Prompt A
Name every attribute that the HatefulMemesData constructor in the meme classification notebook assigns to self.
Prompt B
Continue the meme classification notebook, starting right after its last line.

## MMTB

## Import

In [1]:
import glob
import json
import logging
import os
import random

from PIL import Image, ImageFile

import numpy as np
import torch

from sklearn.metrics import f1_score
from sklearn.metrics import precision_recall_fscore_support
from torch import nn
from torch.utils.data import DataLoader, RandomSampler, SequentialSampler
from torch.utils.data.distributed import DistributedSampler
from tqdm import tqdm, trange

from memotion_utility import load_data

import transformers
from transformers import (
    WEIGHTS_NAME,
    AdamW,
    AutoConfig,
    AutoModel,
    AutoTokenizer,
    MMBTConfig,
    MMBTForClassification,
    get_linear_schedule_with_warmup,
)
from transformers.trainer_utils import is_main_process

## Configs

In [2]:
ImageFile.LOAD_TRUNCATED_IMAGES = True
CSV_FILE = '/kaggle/input/memotion-dataset-7k/memotion_dataset_7k/labels.csv'
ROOT_DIR = '/kaggle/input/memotion-dataset-7k/memotion_dataset_7k/images'
MAX_LEN = 512
LR = 1e-6
batch_size = 16
IMAGE_SIZE = (224,224)
epochs = 5
NUM_WARMUP_STEPS = 12
NUM_TRAINING_STEPS = 1230
downsample = True
caption = None
tokenizer_name = 'bert-base-uncased'
num_image_embeds = 1

## Load data

In [3]:
df_train,df_val,df_test = load_data(CSV_FILE,downsample = downsample,captions = caption)

train : 
 label
1    1953
0    1953
Name: count, dtype: int64
val : 
 label
1    343
0    217
Name: count, dtype: int64
test : 
 label
1    856
0    543
Name: count, dtype: int64


In [4]:
import json
import os
import pandas as pd
from collections import Counter

import torch
import torchvision
import torchvision.transforms as transforms
from PIL import Image
from torch import nn
from torch.utils.data import Dataset



POOLING_BREAKDOWN = {1: (1, 1), 2: (2, 1), 3: (3, 1), 4: (2, 2), 5: (5, 1), 6: (3, 2), 7: (7, 1), 8: (4, 2), 9: (3, 3)}


class ImageEncoder(nn.Module):
    def __init__(self, num_image_embeds):
        super().__init__()
        model = torchvision.models.resnet152(pretrained=True)
        modules = list(model.children())[:-2]
        self.model = nn.Sequential(*modules)
        self.pool = nn.AdaptiveAvgPool2d(POOLING_BREAKDOWN[num_image_embeds])

    def forward(self, x):
        # Bx3x224x224 -> Bx2048x7x7 -> Bx2048xN -> BxNx2048
        out = self.pool(self.model(x))
        out = torch.flatten(out, start_dim=2)
        out = out.transpose(1, 2).contiguous()
        return out  # BxNx2048


class HatefulMemesData(Dataset):
    def __init__(self, df, tokenizer, transforms, max_seq_length, data_dir):
        self.df = df
        self.tokenizer = tokenizer
        self.transforms = transforms
        self.max_seq_length = max_seq_length
        self.data_dir = data_dir


    def __len__(self):
        return len(self.df)

(Collected data entries)
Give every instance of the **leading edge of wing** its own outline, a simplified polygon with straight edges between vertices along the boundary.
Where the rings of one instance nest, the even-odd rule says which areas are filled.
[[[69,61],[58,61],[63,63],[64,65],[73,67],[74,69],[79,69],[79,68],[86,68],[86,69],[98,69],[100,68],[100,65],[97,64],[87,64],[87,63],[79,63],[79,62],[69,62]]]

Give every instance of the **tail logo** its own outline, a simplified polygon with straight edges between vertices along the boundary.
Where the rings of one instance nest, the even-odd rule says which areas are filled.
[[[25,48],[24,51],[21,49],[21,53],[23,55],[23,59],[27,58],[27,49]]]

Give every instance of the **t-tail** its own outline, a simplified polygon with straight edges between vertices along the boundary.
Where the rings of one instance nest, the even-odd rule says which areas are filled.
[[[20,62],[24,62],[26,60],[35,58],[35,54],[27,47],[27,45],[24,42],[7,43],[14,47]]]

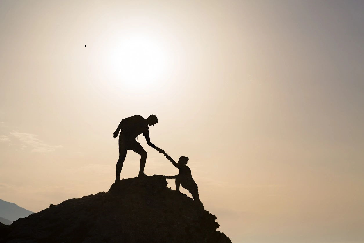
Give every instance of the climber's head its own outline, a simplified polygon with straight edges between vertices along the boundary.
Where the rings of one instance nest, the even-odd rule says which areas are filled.
[[[182,165],[185,165],[187,164],[187,161],[188,161],[188,157],[186,157],[184,156],[181,156],[179,157],[179,159],[178,160],[178,164]]]
[[[158,122],[158,118],[155,115],[151,115],[146,119],[148,125],[149,126],[154,126]]]

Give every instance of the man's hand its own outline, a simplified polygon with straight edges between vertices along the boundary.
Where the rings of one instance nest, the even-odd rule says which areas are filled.
[[[157,151],[158,151],[158,152],[159,152],[159,153],[164,153],[164,150],[163,150],[163,149],[160,149],[159,148],[157,148],[155,149],[157,149]]]

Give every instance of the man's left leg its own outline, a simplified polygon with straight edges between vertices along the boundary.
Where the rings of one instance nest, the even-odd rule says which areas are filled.
[[[135,142],[133,143],[132,150],[136,153],[140,154],[140,169],[139,170],[139,175],[138,176],[141,176],[145,175],[144,174],[144,167],[145,166],[145,163],[147,161],[147,156],[148,154],[147,151],[145,151],[143,147],[136,141]]]

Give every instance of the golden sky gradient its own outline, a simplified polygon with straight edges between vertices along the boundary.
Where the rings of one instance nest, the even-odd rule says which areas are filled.
[[[0,1],[0,199],[38,212],[107,191],[119,122],[153,114],[151,141],[189,157],[233,242],[364,242],[363,12],[355,1]],[[143,139],[145,172],[177,173]],[[122,178],[139,160],[128,152]]]

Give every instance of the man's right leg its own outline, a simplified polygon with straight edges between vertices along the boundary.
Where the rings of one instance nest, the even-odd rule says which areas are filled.
[[[176,191],[179,192],[179,185],[180,183],[179,183],[179,178],[178,177],[178,176],[177,176],[176,177]]]
[[[120,173],[121,173],[121,170],[123,169],[123,165],[124,164],[125,157],[126,157],[126,149],[125,148],[119,148],[119,159],[116,163],[116,177],[115,178],[115,182],[120,180]]]

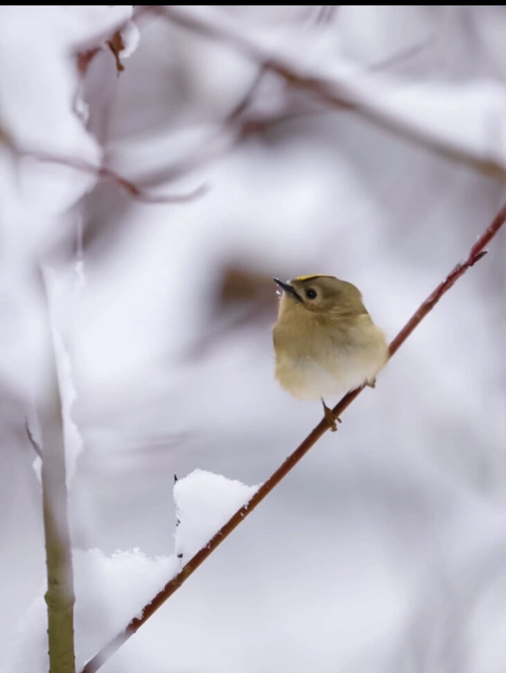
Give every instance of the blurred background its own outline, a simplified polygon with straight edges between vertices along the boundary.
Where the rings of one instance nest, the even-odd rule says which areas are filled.
[[[320,419],[274,379],[272,277],[354,283],[391,339],[502,205],[506,10],[1,13],[8,661],[45,577],[48,363],[74,547],[170,556],[174,474],[259,484]],[[104,673],[504,671],[505,240]]]

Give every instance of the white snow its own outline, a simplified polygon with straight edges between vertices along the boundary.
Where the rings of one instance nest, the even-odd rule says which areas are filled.
[[[258,490],[236,479],[194,470],[174,484],[176,554],[187,563]]]

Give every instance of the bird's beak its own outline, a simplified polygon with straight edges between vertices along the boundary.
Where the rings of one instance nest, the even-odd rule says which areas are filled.
[[[286,292],[288,294],[291,295],[294,299],[297,300],[297,301],[302,301],[299,295],[297,293],[295,288],[293,285],[290,285],[289,283],[283,283],[283,281],[279,280],[279,278],[273,278],[272,280],[277,285],[279,285],[279,287],[281,287],[283,292]]]

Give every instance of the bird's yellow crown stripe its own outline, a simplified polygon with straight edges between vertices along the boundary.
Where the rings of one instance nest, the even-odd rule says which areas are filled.
[[[329,275],[328,273],[313,273],[312,275],[299,275],[295,278],[295,280],[299,280],[302,282],[303,280],[313,280],[314,278],[331,278],[332,276]]]

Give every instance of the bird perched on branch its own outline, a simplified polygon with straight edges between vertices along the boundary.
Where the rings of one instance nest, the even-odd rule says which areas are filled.
[[[333,275],[277,278],[282,293],[274,326],[276,377],[294,397],[321,399],[332,430],[340,422],[324,397],[374,387],[388,344],[351,283]]]

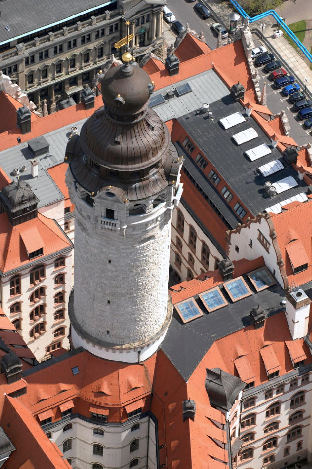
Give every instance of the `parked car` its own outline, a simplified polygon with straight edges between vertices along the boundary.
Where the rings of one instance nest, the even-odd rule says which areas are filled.
[[[167,7],[164,7],[164,18],[168,23],[173,23],[175,21],[175,16]]]
[[[256,57],[254,63],[256,67],[259,67],[260,65],[264,65],[265,64],[267,63],[268,62],[272,62],[273,60],[274,60],[274,58],[275,57],[273,54],[270,54],[268,52],[267,52],[265,54],[262,54],[261,55],[259,55],[258,57]]]
[[[288,86],[290,86],[291,85]],[[300,101],[300,99],[304,99],[305,98],[305,95],[302,91],[296,91],[295,93],[293,93],[292,94],[290,95],[289,101],[291,103],[296,103],[296,101]]]
[[[291,84],[287,85],[282,90],[282,92],[284,96],[288,96],[289,95],[292,94],[299,91],[300,87],[297,83],[292,83]]]
[[[300,121],[310,119],[312,117],[312,107],[305,107],[304,109],[300,109],[297,115]]]
[[[180,34],[180,32],[182,32],[183,31],[185,30],[185,28],[183,26],[182,23],[180,23],[180,21],[178,21],[177,20],[175,20],[175,21],[174,21],[171,26],[171,29],[175,32],[176,32],[177,34]]]
[[[210,16],[210,12],[206,6],[201,3],[200,2],[197,3],[194,8],[203,17],[204,20],[205,20],[206,18],[209,18]]]
[[[294,103],[293,107],[294,111],[300,111],[300,109],[304,109],[305,107],[309,107],[312,106],[312,101],[311,99],[300,99],[297,103]]]
[[[278,89],[287,85],[290,85],[294,81],[295,78],[292,75],[285,75],[285,76],[281,76],[280,78],[275,80],[274,82],[274,86]]]
[[[267,73],[273,72],[274,70],[276,70],[282,66],[282,62],[279,60],[274,60],[273,62],[269,62],[264,68],[265,71]]]
[[[264,54],[265,52],[266,52],[266,48],[265,47],[264,45],[260,45],[259,47],[255,47],[251,51],[251,59],[253,60],[258,55],[261,55],[261,54]]]
[[[228,33],[226,30],[224,26],[222,26],[222,24],[220,24],[220,23],[213,23],[213,24],[210,26],[212,30],[214,31],[215,33],[219,36],[219,31],[221,31],[221,37],[222,39],[225,39],[225,38],[227,38],[228,36]]]
[[[304,121],[304,125],[307,129],[311,129],[312,127],[312,117],[310,117],[310,119],[307,119],[306,121]]]
[[[280,78],[281,76],[285,76],[287,75],[287,72],[285,68],[278,68],[277,70],[274,70],[274,72],[271,72],[269,75],[269,78],[273,81],[274,80],[277,80],[277,78]]]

Task output A
df, tokenizer, transforms, max_seq_length, data_dir

Task output B
    def __getitem__(self, index):
        
        example = self.df.iloc[index]
        sentence = torch.LongTensor(self.tokenizer.encode(example["text"], add_special_tokens=True))
        start_token, sentence, end_token = sentence[0], sentence[1:-1], sentence[-1]
        sentence = sentence[:self.max_seq_length]

        label = torch.tensor(example["label"], dtype=torch.float)

        image = Image.open(os.path.join(self.data_dir, example["image_name"])).convert("RGB")
        image = self.transforms(image)
        
        inputs = {
            "modal_start_tokens": start_token,
            "modal_end_tokens": end_token,
            "input_ids": sentence,
            "input_modal":image,
            "labels": label,
        }

#         if self.print_text:
#             for k in inputs.keys():
#                 print(k, inputs[k].shape, inputs[k].dtype)

        return inputs

    def get_label_frequencies(self):
        label_freqs = Counter()
        for label in self.data["label"]:
            label_freqs.update([label])
        return label_freqs


def collate_fn(batch):
    #print(batch)
    lens = [len(row["input_ids"]) for row in batch]
    bsz, max_seq_len = len(batch), max(lens)

    mask_tensor = torch.zeros(bsz, max_seq_len, dtype=torch.long)
    text_tensor = torch.zeros(bsz, max_seq_len, dtype=torch.long)

    for i_batch, (input_row, length) in enumerate(zip(batch, lens)):
        text_tensor[i_batch, :length] = input_row["input_ids"]
        mask_tensor[i_batch, :length] = 1

    img_tensor = torch.stack([row["input_modal"] for row in batch])
    tgt_tensor = torch.stack([row["labels"] for row in batch])
    img_start_token = torch.stack([row["modal_start_tokens"] for row in batch])
    img_end_token = torch.stack([row["modal_end_tokens"] for row in batch])

    return text_tensor, mask_tensor, img_tensor, img_start_token, img_end_token, tgt_tensor


def get_labels():
    return [
        "not offensive",
        "offensive"
    ]


def get_image_transforms():
    return transforms.Compose(
        [
            transforms.Resize(IMAGE_SIZE),
            transforms.ToTensor(),
            transforms.Normalize(
                mean=[0.46777044, 0.44531429, 0.40661017],
                std=[0.12221994, 0.12145835, 0.14380469],
            ),
        ]
    )

In [5]:
tokenizer = AutoTokenizer.from_pretrained(tokenizer_name)

tokenizer_config.json:   0%|          | 0.00/48.0 [00:00<?, ?B/s]



config.json:   0%|          | 0.00/570 [00:00<?, ?B/s]

vocab.txt:   0%|          | 0.00/232k [00:00<?, ?B/s]

tokenizer.json:   0%|          | 0.00/466k [00:00<?, ?B/s]

In [6]:
transforms = get_image_transforms()
dataset_train = HatefulMemesData(df_train, tokenizer, transforms, MAX_LEN,ROOT_DIR)
dataset_val = HatefulMemesData(df_val, tokenizer, transforms, MAX_LEN,ROOT_DIR)
dataset_test = HatefulMemesData(df_test, tokenizer, transforms, MAX_LEN,ROOT_DIR)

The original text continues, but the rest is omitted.